(Given request): Copy the items from the line containing "of the girl's" through the end of the items, substituting "mark" for each "tag" and leaving everything else unchanged.
* START *
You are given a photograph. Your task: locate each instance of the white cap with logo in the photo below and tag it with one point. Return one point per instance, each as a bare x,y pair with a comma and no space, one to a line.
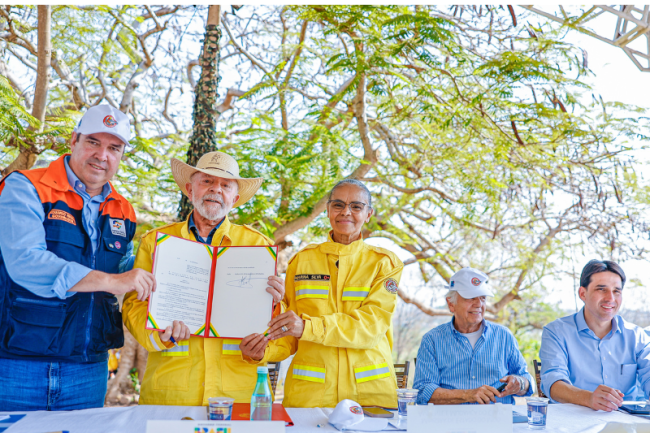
105,118
470,283
348,415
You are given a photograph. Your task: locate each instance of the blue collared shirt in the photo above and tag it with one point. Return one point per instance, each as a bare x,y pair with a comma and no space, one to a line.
572,352
195,230
22,238
90,211
446,360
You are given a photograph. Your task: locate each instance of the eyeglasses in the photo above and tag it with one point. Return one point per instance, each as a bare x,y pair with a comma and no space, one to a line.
355,206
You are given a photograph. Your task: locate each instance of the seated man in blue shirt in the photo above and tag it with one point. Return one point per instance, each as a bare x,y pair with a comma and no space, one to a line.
592,358
467,359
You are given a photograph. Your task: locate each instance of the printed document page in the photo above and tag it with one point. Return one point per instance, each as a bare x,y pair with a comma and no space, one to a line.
240,303
182,270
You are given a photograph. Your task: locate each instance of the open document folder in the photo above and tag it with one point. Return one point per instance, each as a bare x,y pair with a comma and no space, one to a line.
215,291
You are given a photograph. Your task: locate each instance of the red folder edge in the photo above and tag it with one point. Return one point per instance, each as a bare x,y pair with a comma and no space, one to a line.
242,412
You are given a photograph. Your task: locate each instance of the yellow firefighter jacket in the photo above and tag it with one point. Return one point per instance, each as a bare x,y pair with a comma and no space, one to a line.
346,294
200,367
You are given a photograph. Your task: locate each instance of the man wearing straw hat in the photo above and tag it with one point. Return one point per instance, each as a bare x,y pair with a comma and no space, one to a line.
193,369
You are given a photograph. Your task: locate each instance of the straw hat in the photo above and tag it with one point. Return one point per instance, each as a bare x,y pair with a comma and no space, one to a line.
216,164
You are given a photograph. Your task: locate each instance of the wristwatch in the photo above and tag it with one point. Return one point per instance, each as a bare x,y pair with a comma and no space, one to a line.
522,384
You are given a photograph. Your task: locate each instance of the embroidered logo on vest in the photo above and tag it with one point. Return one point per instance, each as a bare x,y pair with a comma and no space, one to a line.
311,277
117,227
56,214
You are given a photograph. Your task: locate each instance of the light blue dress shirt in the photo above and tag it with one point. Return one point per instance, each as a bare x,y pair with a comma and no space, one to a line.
446,360
22,238
572,352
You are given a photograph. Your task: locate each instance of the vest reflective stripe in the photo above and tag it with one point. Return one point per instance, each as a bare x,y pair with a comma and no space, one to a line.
355,293
153,341
318,292
371,372
307,372
231,347
183,349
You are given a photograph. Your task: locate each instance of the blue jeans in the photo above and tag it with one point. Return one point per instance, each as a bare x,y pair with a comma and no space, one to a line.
42,385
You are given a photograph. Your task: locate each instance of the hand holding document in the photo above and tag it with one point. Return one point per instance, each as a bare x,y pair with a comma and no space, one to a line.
215,291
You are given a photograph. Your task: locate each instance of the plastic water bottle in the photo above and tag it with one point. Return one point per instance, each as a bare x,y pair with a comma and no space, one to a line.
261,403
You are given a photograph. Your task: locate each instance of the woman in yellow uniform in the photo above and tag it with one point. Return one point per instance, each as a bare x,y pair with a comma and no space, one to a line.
341,296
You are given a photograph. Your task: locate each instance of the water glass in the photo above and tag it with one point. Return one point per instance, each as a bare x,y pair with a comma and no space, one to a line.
537,407
405,398
220,408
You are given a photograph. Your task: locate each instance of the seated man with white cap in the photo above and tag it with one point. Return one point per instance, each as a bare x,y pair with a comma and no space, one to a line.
187,370
466,359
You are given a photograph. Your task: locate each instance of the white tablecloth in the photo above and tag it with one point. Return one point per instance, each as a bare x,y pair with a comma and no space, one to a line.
561,419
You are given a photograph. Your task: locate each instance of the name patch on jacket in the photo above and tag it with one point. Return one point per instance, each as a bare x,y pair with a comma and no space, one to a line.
57,214
391,285
117,227
311,277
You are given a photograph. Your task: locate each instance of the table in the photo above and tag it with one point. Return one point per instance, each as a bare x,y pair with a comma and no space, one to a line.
566,418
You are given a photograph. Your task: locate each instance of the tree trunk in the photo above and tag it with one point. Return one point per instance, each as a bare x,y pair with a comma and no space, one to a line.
28,153
120,388
205,113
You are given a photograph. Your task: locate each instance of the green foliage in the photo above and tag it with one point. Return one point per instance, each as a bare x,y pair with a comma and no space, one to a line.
480,143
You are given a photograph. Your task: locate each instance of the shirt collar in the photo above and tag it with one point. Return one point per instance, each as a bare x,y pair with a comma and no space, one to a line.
332,247
77,184
192,227
581,323
221,231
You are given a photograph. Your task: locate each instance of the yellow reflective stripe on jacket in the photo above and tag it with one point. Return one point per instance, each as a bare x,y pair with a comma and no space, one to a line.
307,372
183,349
355,293
231,347
318,292
371,372
154,343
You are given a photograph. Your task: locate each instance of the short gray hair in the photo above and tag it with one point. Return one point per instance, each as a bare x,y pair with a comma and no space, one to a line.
453,295
356,183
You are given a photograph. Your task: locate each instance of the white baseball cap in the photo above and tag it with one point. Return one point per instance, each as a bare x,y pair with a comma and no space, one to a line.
348,415
105,118
470,283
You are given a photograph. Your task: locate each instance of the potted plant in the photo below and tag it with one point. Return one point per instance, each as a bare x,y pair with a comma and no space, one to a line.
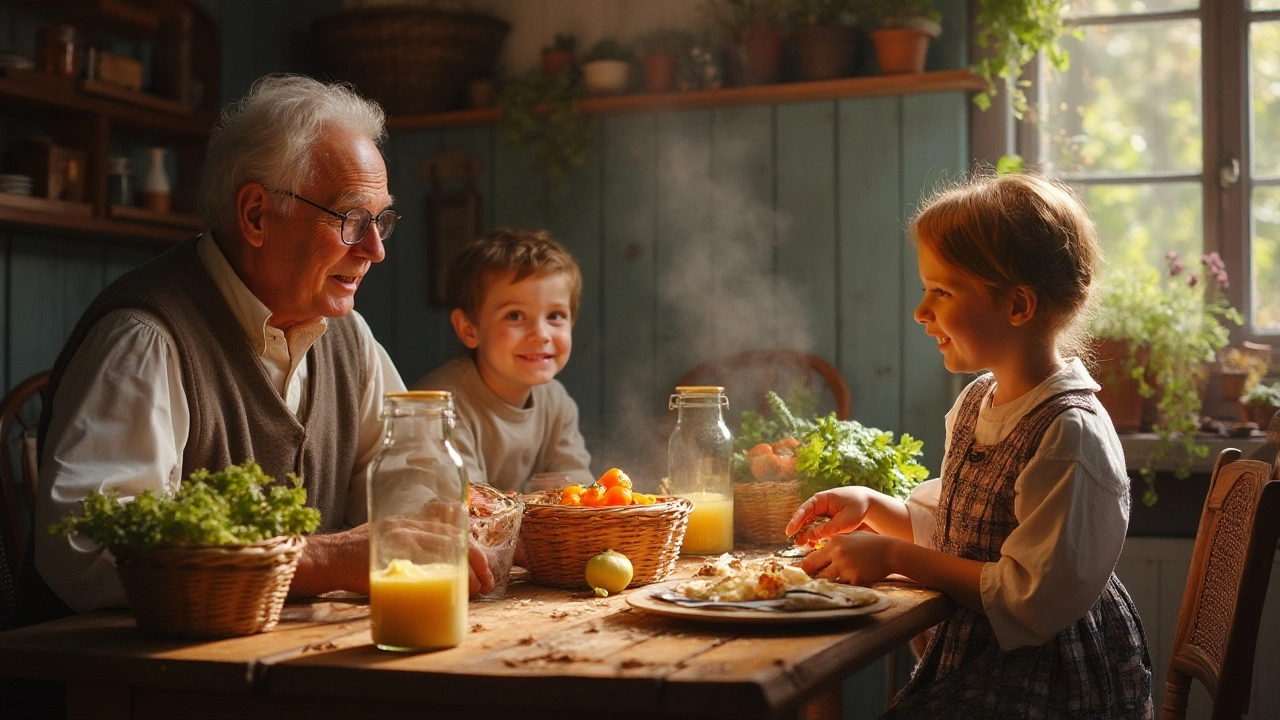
905,28
540,112
755,37
1013,33
823,39
607,68
1260,402
661,54
558,57
213,559
1174,327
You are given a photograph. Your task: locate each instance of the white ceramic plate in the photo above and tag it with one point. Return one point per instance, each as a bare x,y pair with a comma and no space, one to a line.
645,598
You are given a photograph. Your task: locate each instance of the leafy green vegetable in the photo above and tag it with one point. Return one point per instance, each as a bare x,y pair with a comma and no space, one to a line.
236,506
845,452
832,452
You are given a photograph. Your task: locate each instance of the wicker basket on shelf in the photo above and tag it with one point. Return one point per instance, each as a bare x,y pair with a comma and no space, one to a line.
762,510
560,540
210,591
411,59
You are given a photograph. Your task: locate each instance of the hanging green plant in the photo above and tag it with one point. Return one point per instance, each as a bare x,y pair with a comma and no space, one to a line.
540,112
1015,31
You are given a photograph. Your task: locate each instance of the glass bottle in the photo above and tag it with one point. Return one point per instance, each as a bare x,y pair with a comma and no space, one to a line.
700,455
417,527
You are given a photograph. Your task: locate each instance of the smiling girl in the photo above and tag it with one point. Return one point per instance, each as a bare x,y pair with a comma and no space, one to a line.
1025,524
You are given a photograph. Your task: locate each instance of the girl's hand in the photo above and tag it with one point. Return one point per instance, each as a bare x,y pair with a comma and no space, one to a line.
845,506
858,559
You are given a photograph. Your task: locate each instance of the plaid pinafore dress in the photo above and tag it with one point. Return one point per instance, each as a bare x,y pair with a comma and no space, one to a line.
1096,669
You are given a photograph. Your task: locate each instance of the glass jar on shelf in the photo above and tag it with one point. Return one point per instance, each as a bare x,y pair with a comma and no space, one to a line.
417,527
700,458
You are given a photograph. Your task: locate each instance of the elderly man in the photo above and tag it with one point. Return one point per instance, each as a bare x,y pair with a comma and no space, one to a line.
241,343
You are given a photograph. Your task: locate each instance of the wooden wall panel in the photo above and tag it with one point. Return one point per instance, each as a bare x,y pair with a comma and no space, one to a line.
* END *
(Output for this exercise):
You are given a photograph. Your task: locate each instance of the girl's hand in the photo above and mark it with one point. Return one point per instance, each as a bare x,y pair with a comma and no space, one to a line.
845,506
858,559
You are given a photograph. Your task: locate each instance of the plaid pinafore dress in the photo above and mark it with one point. Return one point per instance, each as a bare x,y pair with a comma and no space, one to a line.
1096,669
You are given a photograph. Your task: locate each instance of the glass jar on shelf in the photo above and mark it with one point. Return one point per instance, each as a bare x,y pair with a comma and no space, one to a line.
417,527
700,458
You are given a photograph. Your task: locate each instance of the elderly man in the photo above and mark it with one point. Return one point per instance, each as a bare x,y pair with a comma and no space, one to a line.
241,343
You are given a photograph. Your task: locate each instance of the wooden wall panel in the photo above and mark it with one point. Return one point per instance, each as a bare x,y pair with a comma and no space, one to a line.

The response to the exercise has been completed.